Lines of data:
──────────────────────────────

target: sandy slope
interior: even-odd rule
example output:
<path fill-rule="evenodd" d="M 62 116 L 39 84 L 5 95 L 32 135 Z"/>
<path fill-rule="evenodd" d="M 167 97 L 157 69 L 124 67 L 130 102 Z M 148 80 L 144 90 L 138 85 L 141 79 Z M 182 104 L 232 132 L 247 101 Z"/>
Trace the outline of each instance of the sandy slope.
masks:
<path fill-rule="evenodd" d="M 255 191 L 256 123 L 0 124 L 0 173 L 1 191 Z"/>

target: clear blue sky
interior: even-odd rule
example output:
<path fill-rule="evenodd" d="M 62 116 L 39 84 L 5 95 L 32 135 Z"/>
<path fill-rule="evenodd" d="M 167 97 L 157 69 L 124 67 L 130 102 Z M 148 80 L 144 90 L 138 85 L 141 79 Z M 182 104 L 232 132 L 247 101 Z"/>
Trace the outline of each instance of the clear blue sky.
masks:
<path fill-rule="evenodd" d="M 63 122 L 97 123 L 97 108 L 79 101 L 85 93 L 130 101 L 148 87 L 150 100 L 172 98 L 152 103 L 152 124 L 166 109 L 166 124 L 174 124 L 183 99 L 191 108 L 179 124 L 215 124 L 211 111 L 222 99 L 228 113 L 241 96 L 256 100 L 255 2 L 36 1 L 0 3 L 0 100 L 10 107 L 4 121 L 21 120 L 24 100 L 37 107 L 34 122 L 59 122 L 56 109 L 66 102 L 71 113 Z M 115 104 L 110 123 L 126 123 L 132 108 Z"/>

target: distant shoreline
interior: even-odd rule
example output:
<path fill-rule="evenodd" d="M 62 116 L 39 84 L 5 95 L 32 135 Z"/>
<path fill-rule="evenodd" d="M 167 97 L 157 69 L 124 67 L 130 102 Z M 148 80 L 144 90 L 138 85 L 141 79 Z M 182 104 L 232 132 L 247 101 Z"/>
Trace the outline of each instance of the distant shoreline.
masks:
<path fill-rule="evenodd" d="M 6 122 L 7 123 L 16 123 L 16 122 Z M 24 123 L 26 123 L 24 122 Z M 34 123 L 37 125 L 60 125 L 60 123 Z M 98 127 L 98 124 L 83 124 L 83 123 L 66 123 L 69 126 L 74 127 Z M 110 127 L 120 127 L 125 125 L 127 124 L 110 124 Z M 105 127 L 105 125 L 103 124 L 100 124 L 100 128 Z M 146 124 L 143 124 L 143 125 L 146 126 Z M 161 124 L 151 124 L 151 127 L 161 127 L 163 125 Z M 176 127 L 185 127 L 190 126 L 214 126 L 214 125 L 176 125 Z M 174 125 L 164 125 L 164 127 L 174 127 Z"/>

──────────────────────────────

**PROBLEM TO SOLVE:**
Reproduce the material above line for line, leaving every character unchanged.

**EXERCISE RESPONSE:**
target: sandy slope
interior: even-odd rule
example output:
<path fill-rule="evenodd" d="M 62 116 L 39 84 L 5 95 L 32 135 Z"/>
<path fill-rule="evenodd" d="M 167 97 L 157 69 L 124 67 L 130 102 Z M 148 80 L 144 90 L 138 85 L 141 79 Z M 182 104 L 232 132 L 247 101 Z"/>
Trace the outline of each instance of the sandy slope.
masks:
<path fill-rule="evenodd" d="M 255 191 L 256 123 L 0 124 L 0 173 L 1 191 Z"/>

target: clear blue sky
interior: even-odd rule
example output:
<path fill-rule="evenodd" d="M 62 116 L 39 84 L 5 95 L 32 135 Z"/>
<path fill-rule="evenodd" d="M 167 97 L 157 69 L 124 67 L 130 102 Z M 148 80 L 144 90 L 138 85 L 141 79 Z M 182 104 L 232 132 L 247 101 Z"/>
Trace the outline of each instance of the clear blue sky.
masks:
<path fill-rule="evenodd" d="M 63 122 L 97 123 L 97 108 L 79 101 L 85 93 L 130 101 L 148 87 L 150 100 L 172 98 L 152 103 L 152 124 L 166 109 L 166 124 L 174 124 L 183 99 L 191 108 L 179 124 L 215 124 L 211 111 L 222 99 L 228 113 L 241 96 L 256 100 L 255 2 L 36 1 L 0 3 L 0 100 L 10 107 L 4 121 L 21 120 L 24 100 L 37 107 L 34 122 L 59 122 L 56 109 L 66 102 L 71 113 Z M 115 104 L 110 123 L 126 123 L 132 108 Z"/>

target: distant shoreline
interior: even-odd rule
example output:
<path fill-rule="evenodd" d="M 62 116 L 39 84 L 5 95 L 32 135 Z"/>
<path fill-rule="evenodd" d="M 167 97 L 157 69 L 124 67 L 130 102 Z M 148 80 L 144 90 L 138 85 L 141 79 Z M 182 104 L 232 132 L 247 101 Z"/>
Trace the outline of each instance of the distant shoreline.
masks:
<path fill-rule="evenodd" d="M 6 122 L 7 123 L 16 123 L 16 122 Z M 24 123 L 26 123 L 24 122 Z M 34 123 L 37 125 L 60 125 L 60 123 Z M 98 127 L 98 124 L 83 124 L 83 123 L 66 123 L 69 126 L 74 127 Z M 110 127 L 120 127 L 125 125 L 127 124 L 110 124 Z M 105 127 L 105 125 L 103 124 L 100 124 L 100 128 Z M 146 124 L 143 124 L 143 125 L 146 126 Z M 161 124 L 151 124 L 151 127 L 161 127 L 163 125 Z M 176 127 L 185 127 L 190 126 L 214 126 L 214 125 L 176 125 Z M 174 125 L 164 125 L 164 127 L 174 127 Z"/>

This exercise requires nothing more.